▶ **Problem to work on**
Return each line of the records below that contains the string "carpeted". Uppercase and lowercase count as different.

━━━━━ Information supplied ━━━━━

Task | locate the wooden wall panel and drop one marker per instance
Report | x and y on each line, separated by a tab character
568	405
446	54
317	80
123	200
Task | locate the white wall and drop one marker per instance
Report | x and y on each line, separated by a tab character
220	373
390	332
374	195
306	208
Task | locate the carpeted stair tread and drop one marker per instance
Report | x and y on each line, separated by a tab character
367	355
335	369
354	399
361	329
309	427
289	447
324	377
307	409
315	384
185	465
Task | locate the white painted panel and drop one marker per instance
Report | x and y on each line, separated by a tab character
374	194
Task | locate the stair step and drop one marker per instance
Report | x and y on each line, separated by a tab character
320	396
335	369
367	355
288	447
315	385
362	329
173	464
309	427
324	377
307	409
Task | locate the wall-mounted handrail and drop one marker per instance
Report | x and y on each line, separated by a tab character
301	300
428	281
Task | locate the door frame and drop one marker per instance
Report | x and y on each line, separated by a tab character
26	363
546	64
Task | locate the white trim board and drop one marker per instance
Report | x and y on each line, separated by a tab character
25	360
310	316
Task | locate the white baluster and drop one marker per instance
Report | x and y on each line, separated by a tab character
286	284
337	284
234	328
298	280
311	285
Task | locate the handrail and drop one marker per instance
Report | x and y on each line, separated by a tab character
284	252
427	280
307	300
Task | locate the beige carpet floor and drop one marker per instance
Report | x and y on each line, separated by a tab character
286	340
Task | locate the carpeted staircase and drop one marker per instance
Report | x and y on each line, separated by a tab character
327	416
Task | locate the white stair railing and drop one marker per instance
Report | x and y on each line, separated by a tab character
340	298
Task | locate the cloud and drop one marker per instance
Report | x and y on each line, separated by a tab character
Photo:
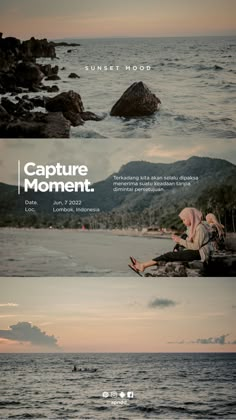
26	332
161	303
210	340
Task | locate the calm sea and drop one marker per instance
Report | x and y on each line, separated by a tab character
45	252
193	77
159	386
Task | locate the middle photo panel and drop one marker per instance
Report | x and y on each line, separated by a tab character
162	207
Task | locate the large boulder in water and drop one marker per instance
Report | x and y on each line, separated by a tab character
136	101
28	74
38	48
36	125
65	102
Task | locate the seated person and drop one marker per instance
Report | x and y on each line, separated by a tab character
197	245
217	231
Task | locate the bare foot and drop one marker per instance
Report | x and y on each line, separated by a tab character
139	266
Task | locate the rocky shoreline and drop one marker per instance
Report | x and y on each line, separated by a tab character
21	74
221	264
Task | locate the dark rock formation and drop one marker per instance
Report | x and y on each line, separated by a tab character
36	125
136	101
74	76
18	66
221	264
74	118
48	70
65	102
38	48
65	44
4	115
28	74
90	116
53	77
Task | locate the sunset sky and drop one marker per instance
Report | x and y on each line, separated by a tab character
117	315
106	18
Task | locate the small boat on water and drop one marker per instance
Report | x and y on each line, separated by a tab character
84	370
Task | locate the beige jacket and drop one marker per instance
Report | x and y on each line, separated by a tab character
200	238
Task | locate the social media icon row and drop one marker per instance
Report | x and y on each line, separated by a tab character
114	394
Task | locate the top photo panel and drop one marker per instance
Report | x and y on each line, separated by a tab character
127	69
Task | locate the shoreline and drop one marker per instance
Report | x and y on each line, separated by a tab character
230	237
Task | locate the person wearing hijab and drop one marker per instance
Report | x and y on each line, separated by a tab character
217	231
197	244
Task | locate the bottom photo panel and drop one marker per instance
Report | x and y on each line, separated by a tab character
113	348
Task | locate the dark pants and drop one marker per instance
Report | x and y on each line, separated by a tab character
187	255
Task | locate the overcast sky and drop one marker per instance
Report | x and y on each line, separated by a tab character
105	156
108	18
117	315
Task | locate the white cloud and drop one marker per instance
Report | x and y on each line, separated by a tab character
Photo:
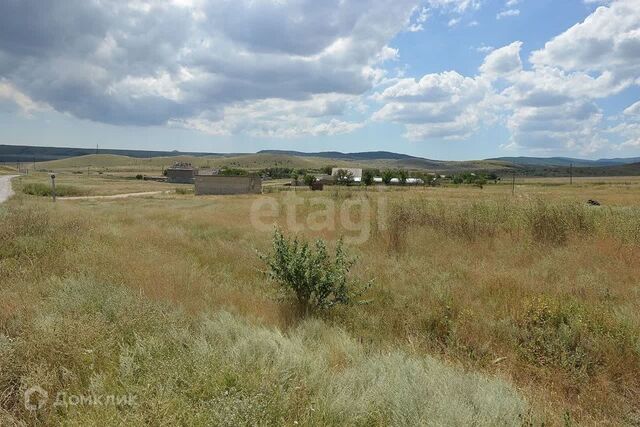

━━━━━

▶ **Correct response**
Task | locate the carpeted stair tread and drop one marker per instance
Task | locate the carpeted staircase and drop one marker per instance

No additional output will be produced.